# [Übungsaufgaben]
a: Wofür stehen Vögel für Sandra Buholzer laut dem Text über die Ausstellung in der Predigerkirche?
b: Schreibe den Text über die Ausstellung in der Predigerkirche im Anschluss an seinen letzten Satz weiter.

# [Dokumenttext]
Die Verletzlichkeit spürbar machen

Inklusion

Im Rahmen der Aktionstage Zukunft Inklusion stellen derzeit Kunstschaffende ihre Werke in der Predigerkirche aus. Zudem wird ein inklusiver Gottesdienst gefeiert.

Die Künstlerin Sandra Buholzer ist von Vögeln fasziniert, für sie symbolisieren sie Freiheit. Jeder Vogel, den sie malt, ist einzigartig in Form und Farbe. Specht, Rotbrüstchen, Flamingo: Sandra Buholzer betont, dass ihre Darstellungen keine Fantasiegebilde sind, sondern nach realistischen Vorbildern entstehen.

Die Kraft der Symbole

Derzeit ist ihr Werk, das im Atelier der Zürcher Eingliederung entstanden ist, im Rahmen der Ausstellung «Kunst und Inklusion» in der Zürcher Predigerkirche zu sehen. Fünf weitere Künstlerinnen und Künstler, die mit einer Beeinträchtigung leben, präsentieren dort seit der Eröffnung am 16. Mai ihr Schaffen.  Zum Beispiel Thierry Bouvard. Der Epileptiker und Autist, der im EPI-Wohnwerk lebt, hat eine ausserordentliche Begabung, fotografische Motive in einem unmittelbaren Zeichnungsvorgang auf Papier zu übertragen. Oder Ariane Gähler aus dem Kunstatelier der Klinik in Rheinau, die vielfältige spirituelle Symbole wie Kreuze, Kerzen und Kelche minutiös festhält.

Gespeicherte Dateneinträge
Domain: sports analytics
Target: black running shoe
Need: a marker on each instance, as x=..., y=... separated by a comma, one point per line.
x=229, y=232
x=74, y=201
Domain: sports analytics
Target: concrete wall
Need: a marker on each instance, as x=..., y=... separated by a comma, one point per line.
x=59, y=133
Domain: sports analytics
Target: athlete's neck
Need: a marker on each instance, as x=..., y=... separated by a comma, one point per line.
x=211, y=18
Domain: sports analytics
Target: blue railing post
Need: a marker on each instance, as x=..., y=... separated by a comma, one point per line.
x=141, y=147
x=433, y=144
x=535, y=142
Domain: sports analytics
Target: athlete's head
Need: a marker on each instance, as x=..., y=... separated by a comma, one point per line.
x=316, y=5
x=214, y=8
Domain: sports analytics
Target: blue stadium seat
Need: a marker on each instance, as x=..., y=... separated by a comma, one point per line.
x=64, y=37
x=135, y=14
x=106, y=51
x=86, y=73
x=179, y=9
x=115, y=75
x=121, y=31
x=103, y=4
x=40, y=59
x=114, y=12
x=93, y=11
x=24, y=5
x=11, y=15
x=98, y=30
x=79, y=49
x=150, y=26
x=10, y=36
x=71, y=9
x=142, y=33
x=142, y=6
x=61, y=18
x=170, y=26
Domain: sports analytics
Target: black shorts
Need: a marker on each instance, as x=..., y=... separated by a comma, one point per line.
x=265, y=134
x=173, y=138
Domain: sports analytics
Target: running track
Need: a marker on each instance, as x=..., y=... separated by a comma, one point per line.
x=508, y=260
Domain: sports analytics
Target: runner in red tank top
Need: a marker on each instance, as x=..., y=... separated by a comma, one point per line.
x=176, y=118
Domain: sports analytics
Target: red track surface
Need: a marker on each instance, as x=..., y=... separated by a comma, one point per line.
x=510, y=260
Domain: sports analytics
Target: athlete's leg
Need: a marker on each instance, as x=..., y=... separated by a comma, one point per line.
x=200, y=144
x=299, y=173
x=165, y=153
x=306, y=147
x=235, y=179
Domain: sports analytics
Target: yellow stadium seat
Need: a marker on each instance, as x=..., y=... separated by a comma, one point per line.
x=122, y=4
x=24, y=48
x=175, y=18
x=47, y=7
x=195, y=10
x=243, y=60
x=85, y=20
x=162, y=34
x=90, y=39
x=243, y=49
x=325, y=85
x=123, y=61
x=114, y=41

# [Ergebnisse der Übung]
a: Für Freiheit.

b:
Verbriefte Rechte

Anlass für die Ausstellung sind die vom kantonalen Sozialamt und von der Behindertenkonferenz Kanton Zürich organisierten Inklusionstage. Dieses Jahr finden sie erstmals schweizweit während vier Wochen bis zum 15. Juni statt.  Die Zürcher Landeskirche beteiligt sich mit zahlreichen Veranstaltungen. Die Behindertenrechtskonvention der UNO gilt in der Schweiz seit 2014, das Behindertengleichstellungsgesetz besteht seit 2004.  Beide Regelwerke haben das gleiche Ziel: Sie wollen die Menschenrechte und die Grundfreiheiten von Menschen mit Behinderungen fördern, schützen und gewährleisten.

Die Kirche spiele hier eine wichtige Rolle, indem sie Raum und Platz für Begegnungen schaffe, betonte an der Vernissage in der Predigerkirche der für Diakonie und Soziales zuständige Kirchenrat Dominik Zehnder. Insbesondere an Pfingsten gehe es ja um den Geist, der uns geschenkt wurde. «Nicht Beeinträchtigung sei das Thema, sondern Talent und Gabe.»

Kuratorin Veronika Kuhn machte in ihrer Eröffnungsansprache darauf aufmerksam, dass Kunst, die in den Werkateliers entsteht, in der Öffentlichkeit bis anhin noch kaum wahrgenommen werde. Zwar würden Institutionen Tage der offenen Tür veranstalten, doch ausserhalb der Einrichtungen komme es selten zu einem Austausch. So ist in der Kunstgeschichte die Rede von «Kunstschaffen in Assistenz», «Outsiderkunst» oder «Art brut». «Alle Begriffe widerspiegeln den Prozess der Suche nach erweiterten Bezeichnungen», so Kuhn. Bis heute befinde sich die Fachwelt in diesem Prozess. Museen und Galerien reagierten zunehmend aktiv auf diesen wichtigen Kunstbereich. «Und eben auch die Kirche, das freut mich sehr», erklärte Kuhn.

Botschaft ohne Worte

Herz der Ausstellung ist die Installation der Schweizer Bildhauerin Maja Thommen. 13 grosse weisse Kelche sind im Kirchenraum verteilt. Jeder hat eine eigene, reliefähnliche Oberfläche. Sie sollen als Symbole für Leiden, Schmerz und Wandlung stehen, wie sie von Jesus Christus im Abendmahl dargelegt wurden. Die Zahl 13 erinnert an die zwölf Jünger in ihrer jeweiligen Individualität, der 13. Kelch an Jesus.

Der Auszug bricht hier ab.